List every line in the records below that contains the word "office". Case counts.

——————

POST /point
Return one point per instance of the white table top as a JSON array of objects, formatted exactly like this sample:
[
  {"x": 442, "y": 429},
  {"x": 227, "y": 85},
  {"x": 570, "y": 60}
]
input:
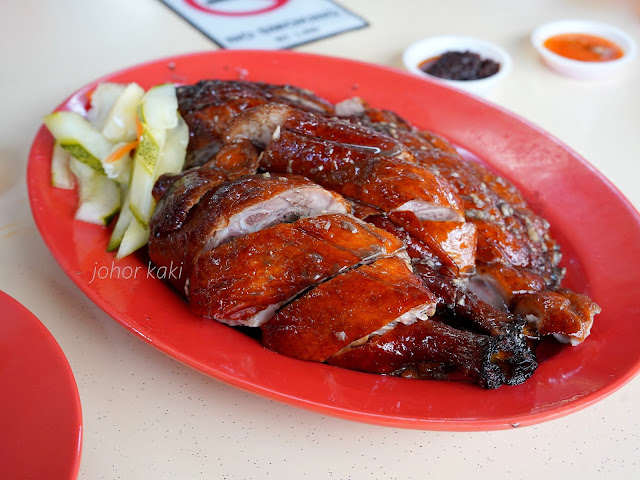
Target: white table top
[{"x": 148, "y": 416}]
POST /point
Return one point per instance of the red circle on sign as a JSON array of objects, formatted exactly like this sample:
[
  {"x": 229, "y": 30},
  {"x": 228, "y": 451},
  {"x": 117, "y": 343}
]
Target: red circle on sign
[{"x": 274, "y": 4}]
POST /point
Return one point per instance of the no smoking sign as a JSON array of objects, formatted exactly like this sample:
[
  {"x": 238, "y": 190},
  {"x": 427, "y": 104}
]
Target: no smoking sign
[{"x": 266, "y": 24}]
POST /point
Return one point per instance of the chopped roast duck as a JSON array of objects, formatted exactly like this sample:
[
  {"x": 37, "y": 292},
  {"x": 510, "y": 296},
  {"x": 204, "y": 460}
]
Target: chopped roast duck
[{"x": 345, "y": 235}]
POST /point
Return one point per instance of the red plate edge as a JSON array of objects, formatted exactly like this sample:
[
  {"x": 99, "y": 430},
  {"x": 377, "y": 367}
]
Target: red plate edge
[
  {"x": 335, "y": 79},
  {"x": 56, "y": 446}
]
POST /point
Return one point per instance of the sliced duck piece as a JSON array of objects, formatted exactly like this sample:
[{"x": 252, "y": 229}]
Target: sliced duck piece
[
  {"x": 244, "y": 281},
  {"x": 233, "y": 209},
  {"x": 418, "y": 251},
  {"x": 453, "y": 242},
  {"x": 209, "y": 106},
  {"x": 359, "y": 172},
  {"x": 566, "y": 315},
  {"x": 348, "y": 307},
  {"x": 232, "y": 161},
  {"x": 458, "y": 304},
  {"x": 497, "y": 284},
  {"x": 431, "y": 349},
  {"x": 178, "y": 194}
]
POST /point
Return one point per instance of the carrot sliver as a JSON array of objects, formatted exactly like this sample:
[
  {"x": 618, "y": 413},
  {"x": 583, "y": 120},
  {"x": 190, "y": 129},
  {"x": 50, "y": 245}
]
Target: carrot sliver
[
  {"x": 121, "y": 152},
  {"x": 138, "y": 129}
]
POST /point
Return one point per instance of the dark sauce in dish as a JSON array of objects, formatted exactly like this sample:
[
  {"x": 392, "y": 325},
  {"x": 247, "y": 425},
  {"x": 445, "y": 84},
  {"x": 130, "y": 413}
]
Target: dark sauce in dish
[{"x": 460, "y": 66}]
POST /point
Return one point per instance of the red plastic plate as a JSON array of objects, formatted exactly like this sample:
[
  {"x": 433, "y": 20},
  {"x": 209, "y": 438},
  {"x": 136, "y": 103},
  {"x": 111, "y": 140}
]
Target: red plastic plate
[
  {"x": 40, "y": 417},
  {"x": 595, "y": 225}
]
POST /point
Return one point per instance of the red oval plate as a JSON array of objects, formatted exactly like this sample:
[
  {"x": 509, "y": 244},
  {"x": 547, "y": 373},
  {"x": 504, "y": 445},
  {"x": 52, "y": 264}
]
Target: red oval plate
[
  {"x": 592, "y": 221},
  {"x": 40, "y": 417}
]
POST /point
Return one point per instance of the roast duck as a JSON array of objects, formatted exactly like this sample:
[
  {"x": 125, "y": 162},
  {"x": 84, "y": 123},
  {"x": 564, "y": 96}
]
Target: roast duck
[{"x": 342, "y": 234}]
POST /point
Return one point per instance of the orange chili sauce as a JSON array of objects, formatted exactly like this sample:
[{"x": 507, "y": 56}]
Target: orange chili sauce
[{"x": 584, "y": 47}]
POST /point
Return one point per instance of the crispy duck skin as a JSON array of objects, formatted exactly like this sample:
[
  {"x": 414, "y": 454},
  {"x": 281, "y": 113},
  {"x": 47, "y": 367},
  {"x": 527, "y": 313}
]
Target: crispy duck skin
[
  {"x": 566, "y": 315},
  {"x": 348, "y": 307},
  {"x": 210, "y": 105},
  {"x": 469, "y": 310},
  {"x": 231, "y": 162},
  {"x": 497, "y": 283},
  {"x": 508, "y": 231},
  {"x": 230, "y": 209},
  {"x": 349, "y": 159},
  {"x": 453, "y": 242},
  {"x": 355, "y": 171},
  {"x": 479, "y": 254},
  {"x": 490, "y": 361},
  {"x": 245, "y": 280}
]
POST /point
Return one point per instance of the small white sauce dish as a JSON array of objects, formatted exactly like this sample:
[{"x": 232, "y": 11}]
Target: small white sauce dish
[
  {"x": 431, "y": 47},
  {"x": 577, "y": 68}
]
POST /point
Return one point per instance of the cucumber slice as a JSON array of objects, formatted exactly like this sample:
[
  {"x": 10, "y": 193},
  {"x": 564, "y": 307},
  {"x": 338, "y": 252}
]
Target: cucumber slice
[
  {"x": 119, "y": 170},
  {"x": 143, "y": 176},
  {"x": 173, "y": 153},
  {"x": 120, "y": 123},
  {"x": 61, "y": 176},
  {"x": 135, "y": 237},
  {"x": 160, "y": 106},
  {"x": 102, "y": 100},
  {"x": 124, "y": 219},
  {"x": 99, "y": 197},
  {"x": 76, "y": 135}
]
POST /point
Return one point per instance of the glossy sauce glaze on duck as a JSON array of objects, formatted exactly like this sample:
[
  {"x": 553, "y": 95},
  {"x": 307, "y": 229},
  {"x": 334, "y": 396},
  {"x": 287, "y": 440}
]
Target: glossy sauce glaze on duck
[{"x": 345, "y": 235}]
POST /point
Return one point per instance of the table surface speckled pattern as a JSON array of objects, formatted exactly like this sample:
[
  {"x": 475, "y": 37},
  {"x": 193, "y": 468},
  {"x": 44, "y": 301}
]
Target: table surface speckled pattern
[{"x": 147, "y": 416}]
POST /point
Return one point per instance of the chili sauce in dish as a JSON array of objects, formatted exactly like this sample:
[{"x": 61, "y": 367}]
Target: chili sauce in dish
[{"x": 584, "y": 47}]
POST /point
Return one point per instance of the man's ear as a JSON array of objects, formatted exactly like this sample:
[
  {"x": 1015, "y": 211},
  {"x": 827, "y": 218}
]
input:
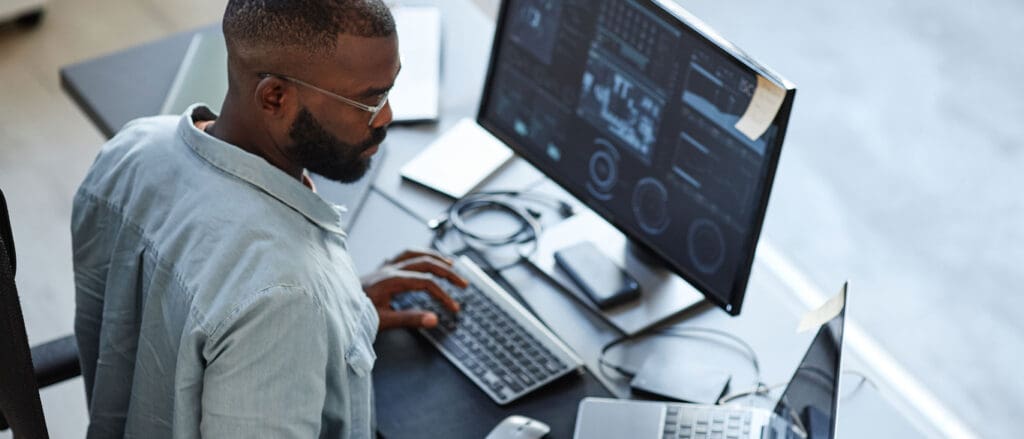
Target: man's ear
[{"x": 274, "y": 97}]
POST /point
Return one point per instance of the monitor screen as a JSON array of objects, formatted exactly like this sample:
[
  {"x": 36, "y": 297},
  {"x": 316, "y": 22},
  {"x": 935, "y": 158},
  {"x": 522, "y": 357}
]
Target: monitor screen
[
  {"x": 633, "y": 107},
  {"x": 811, "y": 399}
]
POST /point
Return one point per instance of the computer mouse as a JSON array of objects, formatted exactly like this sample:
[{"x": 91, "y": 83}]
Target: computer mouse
[{"x": 516, "y": 427}]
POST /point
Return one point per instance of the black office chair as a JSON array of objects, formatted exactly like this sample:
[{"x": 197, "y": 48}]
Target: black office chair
[{"x": 19, "y": 382}]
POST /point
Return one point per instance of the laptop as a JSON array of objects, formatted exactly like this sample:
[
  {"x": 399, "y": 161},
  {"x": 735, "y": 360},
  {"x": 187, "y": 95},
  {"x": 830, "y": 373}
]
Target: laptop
[{"x": 807, "y": 408}]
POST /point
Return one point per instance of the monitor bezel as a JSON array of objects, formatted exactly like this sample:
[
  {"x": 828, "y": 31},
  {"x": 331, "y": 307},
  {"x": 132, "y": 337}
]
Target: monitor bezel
[{"x": 688, "y": 23}]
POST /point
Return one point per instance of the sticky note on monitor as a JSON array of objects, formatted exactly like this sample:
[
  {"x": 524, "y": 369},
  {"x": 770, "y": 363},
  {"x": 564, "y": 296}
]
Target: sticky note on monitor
[
  {"x": 764, "y": 105},
  {"x": 825, "y": 312}
]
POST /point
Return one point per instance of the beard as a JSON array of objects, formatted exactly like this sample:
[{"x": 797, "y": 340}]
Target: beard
[{"x": 321, "y": 152}]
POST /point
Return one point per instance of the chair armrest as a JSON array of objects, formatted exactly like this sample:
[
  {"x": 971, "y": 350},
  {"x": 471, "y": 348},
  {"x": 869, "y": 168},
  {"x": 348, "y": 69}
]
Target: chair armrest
[{"x": 55, "y": 361}]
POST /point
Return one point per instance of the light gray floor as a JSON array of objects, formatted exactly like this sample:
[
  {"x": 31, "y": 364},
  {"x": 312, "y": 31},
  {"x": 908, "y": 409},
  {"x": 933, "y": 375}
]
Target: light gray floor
[{"x": 901, "y": 171}]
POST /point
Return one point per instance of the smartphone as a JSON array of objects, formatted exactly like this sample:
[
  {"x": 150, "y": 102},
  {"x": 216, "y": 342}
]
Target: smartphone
[{"x": 603, "y": 281}]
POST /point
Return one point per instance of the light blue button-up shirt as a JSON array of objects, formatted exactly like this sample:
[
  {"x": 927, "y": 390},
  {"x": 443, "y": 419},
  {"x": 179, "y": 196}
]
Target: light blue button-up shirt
[{"x": 214, "y": 295}]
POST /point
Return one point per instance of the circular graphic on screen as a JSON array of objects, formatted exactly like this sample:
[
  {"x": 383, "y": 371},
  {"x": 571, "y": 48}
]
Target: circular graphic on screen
[
  {"x": 603, "y": 168},
  {"x": 650, "y": 206},
  {"x": 706, "y": 246}
]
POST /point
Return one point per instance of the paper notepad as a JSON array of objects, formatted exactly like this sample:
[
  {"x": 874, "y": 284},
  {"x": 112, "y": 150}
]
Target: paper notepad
[{"x": 459, "y": 161}]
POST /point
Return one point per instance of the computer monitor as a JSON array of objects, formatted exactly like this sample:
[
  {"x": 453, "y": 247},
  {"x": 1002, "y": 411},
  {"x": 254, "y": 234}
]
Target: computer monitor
[{"x": 665, "y": 129}]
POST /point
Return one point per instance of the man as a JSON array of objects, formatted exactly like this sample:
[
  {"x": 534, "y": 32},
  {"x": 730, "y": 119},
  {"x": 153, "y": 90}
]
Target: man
[{"x": 214, "y": 294}]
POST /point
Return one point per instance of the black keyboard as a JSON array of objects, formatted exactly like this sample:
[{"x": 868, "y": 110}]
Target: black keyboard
[
  {"x": 701, "y": 423},
  {"x": 493, "y": 340}
]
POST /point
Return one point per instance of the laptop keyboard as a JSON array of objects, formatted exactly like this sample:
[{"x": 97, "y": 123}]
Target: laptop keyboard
[
  {"x": 501, "y": 355},
  {"x": 701, "y": 423}
]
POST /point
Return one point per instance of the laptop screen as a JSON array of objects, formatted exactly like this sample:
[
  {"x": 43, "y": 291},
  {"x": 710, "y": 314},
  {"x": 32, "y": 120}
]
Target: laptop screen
[{"x": 811, "y": 399}]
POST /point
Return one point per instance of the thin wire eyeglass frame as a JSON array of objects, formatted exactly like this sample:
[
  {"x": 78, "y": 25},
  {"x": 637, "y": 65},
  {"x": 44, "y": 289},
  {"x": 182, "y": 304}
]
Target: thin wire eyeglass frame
[{"x": 375, "y": 111}]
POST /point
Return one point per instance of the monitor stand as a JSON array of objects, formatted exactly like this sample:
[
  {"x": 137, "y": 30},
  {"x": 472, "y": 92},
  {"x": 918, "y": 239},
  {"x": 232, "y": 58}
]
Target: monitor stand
[{"x": 663, "y": 294}]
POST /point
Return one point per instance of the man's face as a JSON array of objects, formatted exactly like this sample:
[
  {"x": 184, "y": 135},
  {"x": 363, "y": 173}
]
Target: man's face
[
  {"x": 333, "y": 138},
  {"x": 320, "y": 151}
]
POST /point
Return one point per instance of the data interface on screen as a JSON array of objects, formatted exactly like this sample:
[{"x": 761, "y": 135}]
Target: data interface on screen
[{"x": 635, "y": 114}]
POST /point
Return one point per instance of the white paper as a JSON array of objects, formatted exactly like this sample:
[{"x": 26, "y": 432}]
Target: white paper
[
  {"x": 829, "y": 310},
  {"x": 459, "y": 161},
  {"x": 764, "y": 105}
]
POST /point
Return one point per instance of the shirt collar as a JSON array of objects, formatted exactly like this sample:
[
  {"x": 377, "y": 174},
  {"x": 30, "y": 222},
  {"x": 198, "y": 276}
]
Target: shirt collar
[{"x": 258, "y": 172}]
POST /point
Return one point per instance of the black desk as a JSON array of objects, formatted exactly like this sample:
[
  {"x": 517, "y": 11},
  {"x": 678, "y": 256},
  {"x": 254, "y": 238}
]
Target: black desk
[{"x": 117, "y": 88}]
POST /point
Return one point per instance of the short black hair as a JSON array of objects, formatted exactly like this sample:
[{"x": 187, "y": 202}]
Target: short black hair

——————

TASK ANSWER:
Return one point per instance of the black office chair as a JSON array of objects, formatted exactly like this sample:
Target: black office chair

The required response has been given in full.